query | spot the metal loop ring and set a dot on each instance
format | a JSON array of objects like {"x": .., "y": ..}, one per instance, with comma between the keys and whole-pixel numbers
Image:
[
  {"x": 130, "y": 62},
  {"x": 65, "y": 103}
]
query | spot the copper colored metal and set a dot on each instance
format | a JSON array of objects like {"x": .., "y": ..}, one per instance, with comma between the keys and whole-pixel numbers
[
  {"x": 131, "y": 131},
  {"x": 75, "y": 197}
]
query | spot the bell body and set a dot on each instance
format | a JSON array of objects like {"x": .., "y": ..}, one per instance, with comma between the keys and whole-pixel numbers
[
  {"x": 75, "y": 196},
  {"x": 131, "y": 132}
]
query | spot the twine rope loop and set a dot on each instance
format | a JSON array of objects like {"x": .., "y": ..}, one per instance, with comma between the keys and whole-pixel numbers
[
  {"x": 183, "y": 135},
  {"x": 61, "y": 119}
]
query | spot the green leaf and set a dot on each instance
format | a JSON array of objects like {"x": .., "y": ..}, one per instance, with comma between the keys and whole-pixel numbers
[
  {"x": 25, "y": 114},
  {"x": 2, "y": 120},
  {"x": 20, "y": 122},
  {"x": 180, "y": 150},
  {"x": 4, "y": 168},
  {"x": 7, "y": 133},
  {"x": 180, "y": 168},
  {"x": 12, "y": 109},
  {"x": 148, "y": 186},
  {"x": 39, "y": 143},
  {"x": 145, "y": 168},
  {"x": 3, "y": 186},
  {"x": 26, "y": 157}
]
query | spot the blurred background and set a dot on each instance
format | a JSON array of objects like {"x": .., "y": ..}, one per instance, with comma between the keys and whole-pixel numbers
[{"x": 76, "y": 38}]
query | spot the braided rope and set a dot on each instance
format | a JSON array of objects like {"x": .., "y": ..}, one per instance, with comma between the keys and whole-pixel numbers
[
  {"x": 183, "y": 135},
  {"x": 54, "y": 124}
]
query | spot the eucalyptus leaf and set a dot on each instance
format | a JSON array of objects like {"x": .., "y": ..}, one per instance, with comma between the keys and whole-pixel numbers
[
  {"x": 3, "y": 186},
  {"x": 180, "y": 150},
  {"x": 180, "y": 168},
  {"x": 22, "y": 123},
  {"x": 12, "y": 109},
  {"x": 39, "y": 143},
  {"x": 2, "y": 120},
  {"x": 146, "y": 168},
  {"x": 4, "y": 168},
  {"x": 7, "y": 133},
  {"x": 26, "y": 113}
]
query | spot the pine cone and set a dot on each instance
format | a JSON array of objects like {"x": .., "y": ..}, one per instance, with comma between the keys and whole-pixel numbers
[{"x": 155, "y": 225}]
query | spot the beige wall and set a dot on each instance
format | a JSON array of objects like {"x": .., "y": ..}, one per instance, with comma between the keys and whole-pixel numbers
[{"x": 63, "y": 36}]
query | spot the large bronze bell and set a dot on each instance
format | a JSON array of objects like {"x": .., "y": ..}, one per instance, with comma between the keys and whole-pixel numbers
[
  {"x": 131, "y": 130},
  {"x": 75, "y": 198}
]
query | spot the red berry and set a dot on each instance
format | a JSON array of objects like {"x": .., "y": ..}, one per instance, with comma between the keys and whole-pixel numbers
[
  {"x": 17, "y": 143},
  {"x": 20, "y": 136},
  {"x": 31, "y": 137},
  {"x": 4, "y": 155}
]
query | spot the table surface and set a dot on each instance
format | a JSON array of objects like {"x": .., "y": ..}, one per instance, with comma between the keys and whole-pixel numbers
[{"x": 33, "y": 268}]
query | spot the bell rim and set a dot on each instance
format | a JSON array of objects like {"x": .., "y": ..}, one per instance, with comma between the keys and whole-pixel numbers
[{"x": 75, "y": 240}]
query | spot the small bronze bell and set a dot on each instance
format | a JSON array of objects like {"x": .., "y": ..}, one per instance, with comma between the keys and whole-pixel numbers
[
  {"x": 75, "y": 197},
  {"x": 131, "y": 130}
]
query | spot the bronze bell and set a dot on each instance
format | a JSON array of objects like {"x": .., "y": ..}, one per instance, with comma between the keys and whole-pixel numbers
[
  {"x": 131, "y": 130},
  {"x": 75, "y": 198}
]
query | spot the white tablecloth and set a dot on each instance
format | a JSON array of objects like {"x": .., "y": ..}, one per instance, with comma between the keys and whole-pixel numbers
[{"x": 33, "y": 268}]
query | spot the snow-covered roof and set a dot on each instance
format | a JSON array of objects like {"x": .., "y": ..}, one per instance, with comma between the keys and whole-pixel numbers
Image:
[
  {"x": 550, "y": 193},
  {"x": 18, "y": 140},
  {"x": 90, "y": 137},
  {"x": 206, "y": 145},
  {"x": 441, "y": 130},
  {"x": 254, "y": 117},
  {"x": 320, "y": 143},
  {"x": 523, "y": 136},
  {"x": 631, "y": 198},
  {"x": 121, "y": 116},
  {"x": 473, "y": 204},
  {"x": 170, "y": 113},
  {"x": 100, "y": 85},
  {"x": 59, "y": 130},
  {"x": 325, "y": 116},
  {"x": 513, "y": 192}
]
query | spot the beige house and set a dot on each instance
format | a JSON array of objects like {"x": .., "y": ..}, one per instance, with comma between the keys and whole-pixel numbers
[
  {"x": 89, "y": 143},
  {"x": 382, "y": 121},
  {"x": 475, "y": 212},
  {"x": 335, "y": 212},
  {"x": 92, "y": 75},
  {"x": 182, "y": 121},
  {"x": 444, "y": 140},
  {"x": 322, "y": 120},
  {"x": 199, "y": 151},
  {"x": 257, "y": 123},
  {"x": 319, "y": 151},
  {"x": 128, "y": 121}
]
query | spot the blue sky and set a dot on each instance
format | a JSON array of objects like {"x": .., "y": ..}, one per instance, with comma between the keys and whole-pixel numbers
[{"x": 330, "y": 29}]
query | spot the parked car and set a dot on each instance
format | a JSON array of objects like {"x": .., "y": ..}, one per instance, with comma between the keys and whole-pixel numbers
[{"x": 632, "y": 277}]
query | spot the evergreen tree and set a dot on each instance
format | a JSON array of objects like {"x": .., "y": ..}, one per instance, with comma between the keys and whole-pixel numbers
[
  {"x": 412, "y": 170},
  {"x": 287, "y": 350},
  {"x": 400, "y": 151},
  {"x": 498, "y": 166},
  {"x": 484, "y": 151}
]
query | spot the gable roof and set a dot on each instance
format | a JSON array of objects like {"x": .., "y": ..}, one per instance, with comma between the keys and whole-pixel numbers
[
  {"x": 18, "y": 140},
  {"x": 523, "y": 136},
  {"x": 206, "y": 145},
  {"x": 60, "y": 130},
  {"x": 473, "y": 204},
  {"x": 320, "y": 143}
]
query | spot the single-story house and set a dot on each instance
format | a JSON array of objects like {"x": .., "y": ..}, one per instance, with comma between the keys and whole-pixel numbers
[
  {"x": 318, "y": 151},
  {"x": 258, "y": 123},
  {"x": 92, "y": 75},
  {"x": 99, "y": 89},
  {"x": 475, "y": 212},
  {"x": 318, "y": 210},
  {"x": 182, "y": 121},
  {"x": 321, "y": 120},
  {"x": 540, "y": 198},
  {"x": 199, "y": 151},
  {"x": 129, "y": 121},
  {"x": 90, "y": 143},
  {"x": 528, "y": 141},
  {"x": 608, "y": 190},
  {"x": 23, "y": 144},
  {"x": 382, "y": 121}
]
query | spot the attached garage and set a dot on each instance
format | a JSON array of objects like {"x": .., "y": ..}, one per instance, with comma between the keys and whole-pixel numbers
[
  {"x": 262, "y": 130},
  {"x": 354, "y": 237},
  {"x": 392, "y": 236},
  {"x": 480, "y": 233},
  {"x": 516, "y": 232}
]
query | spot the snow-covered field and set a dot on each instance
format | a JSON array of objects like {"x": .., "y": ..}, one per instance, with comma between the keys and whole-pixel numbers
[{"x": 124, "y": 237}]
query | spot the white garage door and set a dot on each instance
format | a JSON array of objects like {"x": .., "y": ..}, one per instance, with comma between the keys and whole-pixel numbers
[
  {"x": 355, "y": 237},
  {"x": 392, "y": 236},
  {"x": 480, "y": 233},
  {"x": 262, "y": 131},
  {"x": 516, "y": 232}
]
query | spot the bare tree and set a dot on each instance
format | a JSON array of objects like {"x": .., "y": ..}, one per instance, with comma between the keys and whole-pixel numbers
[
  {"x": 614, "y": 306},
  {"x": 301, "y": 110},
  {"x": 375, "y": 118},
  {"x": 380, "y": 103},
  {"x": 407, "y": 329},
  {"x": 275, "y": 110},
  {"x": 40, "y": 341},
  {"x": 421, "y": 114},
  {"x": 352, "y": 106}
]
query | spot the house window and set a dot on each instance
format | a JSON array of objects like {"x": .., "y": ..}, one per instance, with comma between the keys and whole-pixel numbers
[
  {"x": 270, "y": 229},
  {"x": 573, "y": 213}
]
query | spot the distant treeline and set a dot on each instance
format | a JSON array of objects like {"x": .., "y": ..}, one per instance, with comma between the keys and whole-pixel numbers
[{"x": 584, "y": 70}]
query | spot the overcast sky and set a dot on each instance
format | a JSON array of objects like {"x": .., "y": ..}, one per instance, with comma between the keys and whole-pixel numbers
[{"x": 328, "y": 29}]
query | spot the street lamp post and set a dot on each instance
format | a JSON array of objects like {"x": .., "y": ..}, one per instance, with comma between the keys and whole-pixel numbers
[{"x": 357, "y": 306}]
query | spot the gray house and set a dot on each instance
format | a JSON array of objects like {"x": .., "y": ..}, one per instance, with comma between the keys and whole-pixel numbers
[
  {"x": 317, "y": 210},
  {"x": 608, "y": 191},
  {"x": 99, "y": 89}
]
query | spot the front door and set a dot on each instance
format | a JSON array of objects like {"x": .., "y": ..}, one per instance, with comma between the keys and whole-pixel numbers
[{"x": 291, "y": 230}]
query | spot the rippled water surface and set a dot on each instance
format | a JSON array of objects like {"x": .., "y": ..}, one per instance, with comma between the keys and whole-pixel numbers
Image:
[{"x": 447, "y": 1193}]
==*==
* [TRY IT] Beginning with the line above that contains "query | spot the small", copy each line exactly up to and including the line that contains "query | spot the bronze", and go no further.

* [TASK ANSWER]
query | spot the small bronze bell and set a dot on each instance
format | a JSON array of objects like {"x": .., "y": ..}, one per instance, with comma between the keys and whole-pixel numbers
[
  {"x": 75, "y": 197},
  {"x": 131, "y": 130}
]
query | spot the bronze bell and set a dot on each instance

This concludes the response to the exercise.